The answer must consist of each line below that contains the string "bent".
**** EXERCISE DATA
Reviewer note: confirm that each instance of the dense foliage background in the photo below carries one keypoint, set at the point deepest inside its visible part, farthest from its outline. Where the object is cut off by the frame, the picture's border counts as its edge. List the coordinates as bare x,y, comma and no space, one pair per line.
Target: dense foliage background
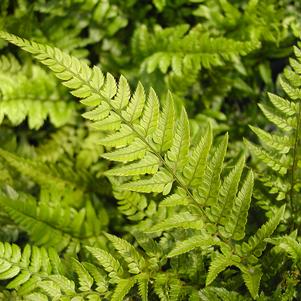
62,191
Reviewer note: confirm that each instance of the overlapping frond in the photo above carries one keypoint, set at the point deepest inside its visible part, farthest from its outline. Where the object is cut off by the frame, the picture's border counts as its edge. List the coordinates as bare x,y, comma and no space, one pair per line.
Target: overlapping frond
50,225
182,49
153,154
34,97
280,149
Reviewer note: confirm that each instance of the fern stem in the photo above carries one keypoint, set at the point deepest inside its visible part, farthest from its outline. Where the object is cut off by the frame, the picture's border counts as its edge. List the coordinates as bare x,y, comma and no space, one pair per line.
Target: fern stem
295,162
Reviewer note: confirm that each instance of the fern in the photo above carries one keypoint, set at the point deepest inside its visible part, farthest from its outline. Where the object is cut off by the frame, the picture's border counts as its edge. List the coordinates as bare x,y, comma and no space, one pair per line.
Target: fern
184,48
33,97
50,225
280,151
25,268
203,215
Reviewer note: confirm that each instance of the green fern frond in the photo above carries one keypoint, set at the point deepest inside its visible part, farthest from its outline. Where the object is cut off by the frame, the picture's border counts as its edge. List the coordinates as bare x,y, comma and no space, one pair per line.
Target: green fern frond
183,220
290,246
39,172
209,187
47,225
218,264
135,261
122,288
235,227
280,150
256,243
218,294
252,276
34,98
24,269
9,64
221,209
108,262
180,49
192,243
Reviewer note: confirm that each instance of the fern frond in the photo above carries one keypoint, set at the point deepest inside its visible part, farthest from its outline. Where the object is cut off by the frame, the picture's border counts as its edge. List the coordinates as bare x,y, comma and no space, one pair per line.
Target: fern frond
49,226
252,276
108,262
193,243
209,187
135,261
280,151
221,210
39,172
218,264
181,49
33,97
183,220
25,268
256,243
122,288
217,294
9,64
235,227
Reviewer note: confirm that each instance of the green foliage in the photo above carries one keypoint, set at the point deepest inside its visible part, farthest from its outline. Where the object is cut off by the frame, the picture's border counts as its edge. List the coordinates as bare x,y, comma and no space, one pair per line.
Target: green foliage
143,189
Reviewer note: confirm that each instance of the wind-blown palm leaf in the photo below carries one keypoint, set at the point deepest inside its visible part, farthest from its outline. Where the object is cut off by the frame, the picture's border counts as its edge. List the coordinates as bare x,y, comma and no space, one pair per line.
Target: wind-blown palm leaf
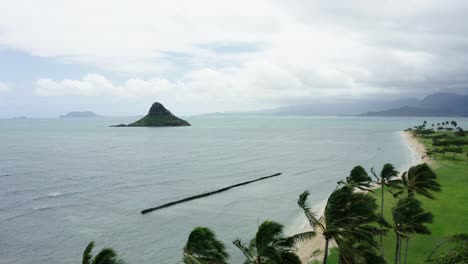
202,246
348,219
421,179
387,178
270,245
87,256
358,178
410,217
105,256
311,216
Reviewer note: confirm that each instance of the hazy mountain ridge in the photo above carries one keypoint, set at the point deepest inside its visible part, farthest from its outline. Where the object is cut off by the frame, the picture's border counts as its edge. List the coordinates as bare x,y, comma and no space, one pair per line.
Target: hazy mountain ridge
438,104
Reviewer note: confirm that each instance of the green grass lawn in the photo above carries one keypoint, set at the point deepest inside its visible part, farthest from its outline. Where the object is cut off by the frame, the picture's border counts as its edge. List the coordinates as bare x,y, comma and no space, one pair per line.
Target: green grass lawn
450,209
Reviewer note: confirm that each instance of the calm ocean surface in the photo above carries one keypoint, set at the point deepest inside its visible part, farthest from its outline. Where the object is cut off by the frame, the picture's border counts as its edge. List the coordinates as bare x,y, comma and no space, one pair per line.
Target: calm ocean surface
65,182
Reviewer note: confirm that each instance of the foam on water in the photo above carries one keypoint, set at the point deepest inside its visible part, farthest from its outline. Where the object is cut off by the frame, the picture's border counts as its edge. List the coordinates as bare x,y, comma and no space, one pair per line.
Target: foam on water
73,181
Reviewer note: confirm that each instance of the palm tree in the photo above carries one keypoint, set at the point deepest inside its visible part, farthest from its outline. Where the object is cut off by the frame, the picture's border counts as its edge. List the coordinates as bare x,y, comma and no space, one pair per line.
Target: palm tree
409,218
203,248
387,178
271,246
348,216
105,256
358,178
421,179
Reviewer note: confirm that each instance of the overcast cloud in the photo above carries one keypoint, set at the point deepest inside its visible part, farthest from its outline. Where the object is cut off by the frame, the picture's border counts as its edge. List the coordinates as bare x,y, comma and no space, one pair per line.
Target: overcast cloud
235,55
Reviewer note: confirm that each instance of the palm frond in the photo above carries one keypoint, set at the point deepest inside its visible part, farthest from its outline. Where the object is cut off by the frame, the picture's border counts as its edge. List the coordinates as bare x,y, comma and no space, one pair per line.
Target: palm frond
87,255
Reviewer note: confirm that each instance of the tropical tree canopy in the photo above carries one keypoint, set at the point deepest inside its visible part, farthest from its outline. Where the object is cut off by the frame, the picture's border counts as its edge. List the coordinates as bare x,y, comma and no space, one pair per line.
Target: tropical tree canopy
105,256
421,179
410,218
348,216
358,178
270,246
348,222
203,248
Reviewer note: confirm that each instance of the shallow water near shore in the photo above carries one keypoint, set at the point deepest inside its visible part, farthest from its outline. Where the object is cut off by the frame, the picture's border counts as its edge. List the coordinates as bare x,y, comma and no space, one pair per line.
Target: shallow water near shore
65,182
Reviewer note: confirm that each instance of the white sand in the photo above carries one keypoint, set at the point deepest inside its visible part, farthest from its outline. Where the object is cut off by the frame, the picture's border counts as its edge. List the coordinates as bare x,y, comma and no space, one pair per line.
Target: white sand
312,249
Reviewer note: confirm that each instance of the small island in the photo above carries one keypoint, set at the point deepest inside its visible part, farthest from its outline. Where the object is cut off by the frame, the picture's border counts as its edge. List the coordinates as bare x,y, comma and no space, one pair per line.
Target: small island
158,116
79,114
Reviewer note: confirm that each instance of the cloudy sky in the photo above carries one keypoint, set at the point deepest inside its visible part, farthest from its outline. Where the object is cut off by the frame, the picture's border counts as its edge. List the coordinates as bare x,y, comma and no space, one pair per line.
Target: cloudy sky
116,57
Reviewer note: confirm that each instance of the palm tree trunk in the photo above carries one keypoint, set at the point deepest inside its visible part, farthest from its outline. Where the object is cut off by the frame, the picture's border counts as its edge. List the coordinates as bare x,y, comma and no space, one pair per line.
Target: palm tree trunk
397,249
406,249
325,255
381,216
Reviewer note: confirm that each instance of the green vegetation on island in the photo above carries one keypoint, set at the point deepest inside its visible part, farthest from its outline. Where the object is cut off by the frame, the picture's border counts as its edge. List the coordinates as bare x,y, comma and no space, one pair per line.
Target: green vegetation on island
421,218
158,116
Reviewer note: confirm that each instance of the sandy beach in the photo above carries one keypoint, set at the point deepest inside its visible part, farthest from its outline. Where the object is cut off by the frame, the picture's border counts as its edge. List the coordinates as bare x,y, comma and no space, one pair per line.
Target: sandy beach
312,249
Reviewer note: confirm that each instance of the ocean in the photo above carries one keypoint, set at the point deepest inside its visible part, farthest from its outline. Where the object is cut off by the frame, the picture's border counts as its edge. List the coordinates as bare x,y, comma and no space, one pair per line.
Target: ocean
66,182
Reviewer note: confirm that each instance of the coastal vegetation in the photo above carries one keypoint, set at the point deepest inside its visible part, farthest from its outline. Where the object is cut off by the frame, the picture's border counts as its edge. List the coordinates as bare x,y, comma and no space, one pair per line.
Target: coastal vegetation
158,116
420,217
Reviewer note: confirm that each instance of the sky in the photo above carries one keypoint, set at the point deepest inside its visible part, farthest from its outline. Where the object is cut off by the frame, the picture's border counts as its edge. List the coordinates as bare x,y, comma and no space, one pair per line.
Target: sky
117,57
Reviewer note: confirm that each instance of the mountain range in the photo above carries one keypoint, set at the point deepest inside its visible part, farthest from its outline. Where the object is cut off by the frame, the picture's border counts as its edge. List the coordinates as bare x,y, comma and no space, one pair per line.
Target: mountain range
437,104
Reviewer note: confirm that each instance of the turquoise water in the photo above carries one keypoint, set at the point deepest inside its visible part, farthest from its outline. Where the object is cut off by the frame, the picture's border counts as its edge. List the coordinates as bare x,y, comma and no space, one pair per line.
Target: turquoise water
65,182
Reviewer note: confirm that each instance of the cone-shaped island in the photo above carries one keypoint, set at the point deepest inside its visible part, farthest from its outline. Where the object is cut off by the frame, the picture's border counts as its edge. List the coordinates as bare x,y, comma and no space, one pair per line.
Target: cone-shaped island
158,116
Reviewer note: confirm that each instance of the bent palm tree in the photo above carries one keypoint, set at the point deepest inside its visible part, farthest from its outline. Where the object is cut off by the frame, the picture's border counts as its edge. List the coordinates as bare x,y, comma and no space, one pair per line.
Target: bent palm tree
********
SOLUTION FOR THIS EXERCISE:
Reviewer note: confirm that each instance of the bent palm tree in the photo above carries one keypoint, set at the point deepest inside its visible part, farthest from its outline. Where the object is cut off by the frame, the picture's border counts as its edge. List the coordinates as bare x,y, comma and no space, one pair per line.
Target: bent palm tree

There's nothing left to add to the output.